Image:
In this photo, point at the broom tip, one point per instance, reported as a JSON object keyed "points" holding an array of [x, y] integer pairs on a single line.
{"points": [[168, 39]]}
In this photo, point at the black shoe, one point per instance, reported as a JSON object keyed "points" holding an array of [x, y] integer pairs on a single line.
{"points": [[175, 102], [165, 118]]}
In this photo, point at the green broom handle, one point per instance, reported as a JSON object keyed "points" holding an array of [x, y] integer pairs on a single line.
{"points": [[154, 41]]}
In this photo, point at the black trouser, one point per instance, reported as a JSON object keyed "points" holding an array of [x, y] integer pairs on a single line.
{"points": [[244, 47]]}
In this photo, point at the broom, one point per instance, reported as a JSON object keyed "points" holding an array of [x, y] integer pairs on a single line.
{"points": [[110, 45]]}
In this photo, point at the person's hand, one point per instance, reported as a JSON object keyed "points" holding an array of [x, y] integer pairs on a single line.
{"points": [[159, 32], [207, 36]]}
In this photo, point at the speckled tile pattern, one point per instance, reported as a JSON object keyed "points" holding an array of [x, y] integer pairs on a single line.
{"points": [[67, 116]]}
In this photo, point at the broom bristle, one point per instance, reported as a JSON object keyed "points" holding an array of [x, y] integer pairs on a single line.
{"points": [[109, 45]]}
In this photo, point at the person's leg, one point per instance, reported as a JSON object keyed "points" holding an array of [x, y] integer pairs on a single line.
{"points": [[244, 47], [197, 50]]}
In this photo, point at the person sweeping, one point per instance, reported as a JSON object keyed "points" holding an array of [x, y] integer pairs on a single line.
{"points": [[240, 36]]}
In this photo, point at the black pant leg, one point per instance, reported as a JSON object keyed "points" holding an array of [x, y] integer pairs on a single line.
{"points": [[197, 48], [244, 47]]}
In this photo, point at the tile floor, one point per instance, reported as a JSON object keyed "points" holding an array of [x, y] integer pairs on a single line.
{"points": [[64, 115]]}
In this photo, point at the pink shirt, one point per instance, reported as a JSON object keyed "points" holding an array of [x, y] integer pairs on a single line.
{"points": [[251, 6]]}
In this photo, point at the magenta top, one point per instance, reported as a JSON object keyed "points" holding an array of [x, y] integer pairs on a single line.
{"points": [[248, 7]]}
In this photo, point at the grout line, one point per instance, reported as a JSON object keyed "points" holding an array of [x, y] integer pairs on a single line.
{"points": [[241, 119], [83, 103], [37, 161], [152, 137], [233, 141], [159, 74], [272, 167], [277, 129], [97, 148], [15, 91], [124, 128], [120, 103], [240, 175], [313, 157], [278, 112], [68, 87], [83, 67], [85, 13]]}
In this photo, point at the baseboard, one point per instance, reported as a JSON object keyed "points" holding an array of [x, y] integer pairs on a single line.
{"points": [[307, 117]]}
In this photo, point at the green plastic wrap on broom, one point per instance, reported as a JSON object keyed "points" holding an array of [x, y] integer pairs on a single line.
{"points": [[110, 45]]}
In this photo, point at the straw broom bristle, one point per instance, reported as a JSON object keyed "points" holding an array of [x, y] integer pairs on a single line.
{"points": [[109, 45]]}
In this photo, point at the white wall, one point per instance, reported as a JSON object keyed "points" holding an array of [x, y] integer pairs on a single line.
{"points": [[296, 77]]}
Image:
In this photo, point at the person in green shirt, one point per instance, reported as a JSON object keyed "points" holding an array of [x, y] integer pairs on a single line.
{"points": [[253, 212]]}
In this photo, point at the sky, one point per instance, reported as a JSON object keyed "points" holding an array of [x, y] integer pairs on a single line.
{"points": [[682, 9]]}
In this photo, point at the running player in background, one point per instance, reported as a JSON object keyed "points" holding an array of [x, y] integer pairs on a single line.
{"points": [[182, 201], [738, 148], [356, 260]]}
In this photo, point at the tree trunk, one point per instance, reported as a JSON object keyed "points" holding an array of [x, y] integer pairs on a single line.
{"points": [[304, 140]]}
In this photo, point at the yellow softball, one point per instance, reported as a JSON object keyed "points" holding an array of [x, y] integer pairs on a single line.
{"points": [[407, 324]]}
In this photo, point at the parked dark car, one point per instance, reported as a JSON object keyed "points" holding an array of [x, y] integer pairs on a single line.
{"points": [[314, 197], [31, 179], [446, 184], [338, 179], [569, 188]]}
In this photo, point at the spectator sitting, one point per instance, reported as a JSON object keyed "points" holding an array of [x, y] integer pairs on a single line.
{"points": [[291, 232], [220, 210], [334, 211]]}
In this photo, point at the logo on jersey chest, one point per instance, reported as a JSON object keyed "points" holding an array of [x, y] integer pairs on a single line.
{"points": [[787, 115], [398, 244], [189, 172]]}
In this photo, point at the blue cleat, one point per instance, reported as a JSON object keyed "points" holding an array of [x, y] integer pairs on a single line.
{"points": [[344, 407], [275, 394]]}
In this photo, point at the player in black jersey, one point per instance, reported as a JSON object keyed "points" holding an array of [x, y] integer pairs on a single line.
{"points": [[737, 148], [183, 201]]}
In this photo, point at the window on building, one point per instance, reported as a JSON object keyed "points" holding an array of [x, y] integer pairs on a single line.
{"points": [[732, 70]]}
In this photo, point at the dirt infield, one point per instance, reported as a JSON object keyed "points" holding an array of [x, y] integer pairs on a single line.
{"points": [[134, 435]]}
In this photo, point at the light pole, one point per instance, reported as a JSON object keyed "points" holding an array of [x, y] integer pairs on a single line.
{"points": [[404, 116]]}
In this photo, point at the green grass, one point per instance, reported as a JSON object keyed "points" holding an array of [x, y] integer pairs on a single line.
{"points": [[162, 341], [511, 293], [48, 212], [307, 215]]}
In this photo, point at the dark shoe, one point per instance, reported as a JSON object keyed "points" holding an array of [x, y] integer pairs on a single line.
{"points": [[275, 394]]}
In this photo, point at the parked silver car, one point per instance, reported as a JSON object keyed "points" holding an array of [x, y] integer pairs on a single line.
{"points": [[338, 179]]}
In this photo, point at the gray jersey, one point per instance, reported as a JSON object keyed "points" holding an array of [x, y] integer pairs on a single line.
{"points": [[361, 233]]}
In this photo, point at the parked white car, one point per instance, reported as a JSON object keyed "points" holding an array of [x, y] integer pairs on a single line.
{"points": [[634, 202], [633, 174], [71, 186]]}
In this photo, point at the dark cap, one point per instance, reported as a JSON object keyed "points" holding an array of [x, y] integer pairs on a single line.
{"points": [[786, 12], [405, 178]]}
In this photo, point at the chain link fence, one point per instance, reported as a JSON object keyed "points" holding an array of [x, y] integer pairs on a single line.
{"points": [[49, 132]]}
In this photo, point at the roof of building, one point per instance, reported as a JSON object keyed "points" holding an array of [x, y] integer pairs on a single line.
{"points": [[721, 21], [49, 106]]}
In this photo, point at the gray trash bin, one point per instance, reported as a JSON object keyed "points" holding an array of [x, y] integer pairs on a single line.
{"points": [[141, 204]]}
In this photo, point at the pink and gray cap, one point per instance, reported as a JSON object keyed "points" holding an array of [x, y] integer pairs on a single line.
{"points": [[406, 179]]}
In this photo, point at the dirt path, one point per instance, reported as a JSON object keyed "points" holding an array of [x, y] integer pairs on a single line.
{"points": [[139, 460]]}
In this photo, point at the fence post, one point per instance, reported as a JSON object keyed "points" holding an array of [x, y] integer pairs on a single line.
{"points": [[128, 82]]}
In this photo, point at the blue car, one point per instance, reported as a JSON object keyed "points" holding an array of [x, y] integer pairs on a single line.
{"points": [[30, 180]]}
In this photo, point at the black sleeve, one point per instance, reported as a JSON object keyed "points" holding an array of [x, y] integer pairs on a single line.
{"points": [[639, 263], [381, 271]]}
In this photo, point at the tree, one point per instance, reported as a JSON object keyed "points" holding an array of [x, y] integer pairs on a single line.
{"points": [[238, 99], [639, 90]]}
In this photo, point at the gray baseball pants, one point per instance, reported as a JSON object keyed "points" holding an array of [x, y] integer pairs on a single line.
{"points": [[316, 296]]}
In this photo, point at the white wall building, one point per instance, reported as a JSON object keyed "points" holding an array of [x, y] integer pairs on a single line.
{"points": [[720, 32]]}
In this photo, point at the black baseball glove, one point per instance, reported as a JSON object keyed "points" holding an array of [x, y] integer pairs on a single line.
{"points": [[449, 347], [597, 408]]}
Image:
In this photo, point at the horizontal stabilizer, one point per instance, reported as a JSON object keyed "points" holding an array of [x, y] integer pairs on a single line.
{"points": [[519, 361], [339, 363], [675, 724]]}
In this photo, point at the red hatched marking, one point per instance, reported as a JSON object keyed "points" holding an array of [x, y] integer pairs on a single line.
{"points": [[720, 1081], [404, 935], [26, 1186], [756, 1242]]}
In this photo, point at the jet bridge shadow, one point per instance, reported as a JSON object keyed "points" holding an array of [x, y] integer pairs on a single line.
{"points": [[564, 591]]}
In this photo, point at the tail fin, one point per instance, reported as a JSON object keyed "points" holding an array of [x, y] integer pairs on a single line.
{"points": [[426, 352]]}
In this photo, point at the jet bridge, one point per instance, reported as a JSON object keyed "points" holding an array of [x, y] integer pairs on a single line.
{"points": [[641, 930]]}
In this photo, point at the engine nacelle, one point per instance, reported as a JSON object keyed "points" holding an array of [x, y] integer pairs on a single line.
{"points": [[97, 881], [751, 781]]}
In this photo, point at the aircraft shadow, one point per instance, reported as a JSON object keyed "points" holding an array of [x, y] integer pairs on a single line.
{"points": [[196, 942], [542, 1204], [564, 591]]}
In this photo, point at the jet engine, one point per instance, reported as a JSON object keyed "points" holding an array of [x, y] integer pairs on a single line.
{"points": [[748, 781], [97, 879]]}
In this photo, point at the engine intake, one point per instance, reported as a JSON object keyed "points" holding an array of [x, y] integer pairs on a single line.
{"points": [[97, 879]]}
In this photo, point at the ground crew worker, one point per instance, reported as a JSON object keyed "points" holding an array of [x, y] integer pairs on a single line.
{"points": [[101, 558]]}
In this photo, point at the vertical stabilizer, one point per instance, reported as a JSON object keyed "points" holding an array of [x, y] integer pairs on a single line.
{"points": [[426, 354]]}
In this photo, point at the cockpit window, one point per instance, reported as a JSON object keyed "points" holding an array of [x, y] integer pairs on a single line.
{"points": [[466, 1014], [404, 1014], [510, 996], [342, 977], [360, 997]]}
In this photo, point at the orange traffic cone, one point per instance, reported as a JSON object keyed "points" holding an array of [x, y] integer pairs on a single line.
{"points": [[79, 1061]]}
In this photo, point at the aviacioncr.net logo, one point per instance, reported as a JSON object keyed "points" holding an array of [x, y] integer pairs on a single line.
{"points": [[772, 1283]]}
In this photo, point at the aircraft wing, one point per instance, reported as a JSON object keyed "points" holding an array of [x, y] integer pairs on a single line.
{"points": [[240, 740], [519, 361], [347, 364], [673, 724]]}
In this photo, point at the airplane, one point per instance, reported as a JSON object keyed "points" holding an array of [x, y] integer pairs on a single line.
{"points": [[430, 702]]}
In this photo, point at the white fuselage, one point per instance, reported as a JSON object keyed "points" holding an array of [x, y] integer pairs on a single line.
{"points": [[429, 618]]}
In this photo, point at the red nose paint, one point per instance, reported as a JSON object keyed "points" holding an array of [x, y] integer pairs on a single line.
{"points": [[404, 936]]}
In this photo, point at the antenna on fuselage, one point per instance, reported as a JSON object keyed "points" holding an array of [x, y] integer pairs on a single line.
________________________________________
# Stated problem
Reproduce the listing word for word, beginning at the line that contains "In this photo, point at the red nose" and stopping after its final line.

# Worked solution
In this photo, point at the red nose paint, one point per instance, reported as a JSON object keyed "points" holding an array of [x, y] integer pairs on a single line.
{"points": [[404, 936]]}
In this photo, point at the antenna on fuselage, one point per instance, reported as a JSON object keyed "points" holding an array of [x, y] integer pairs on a single line.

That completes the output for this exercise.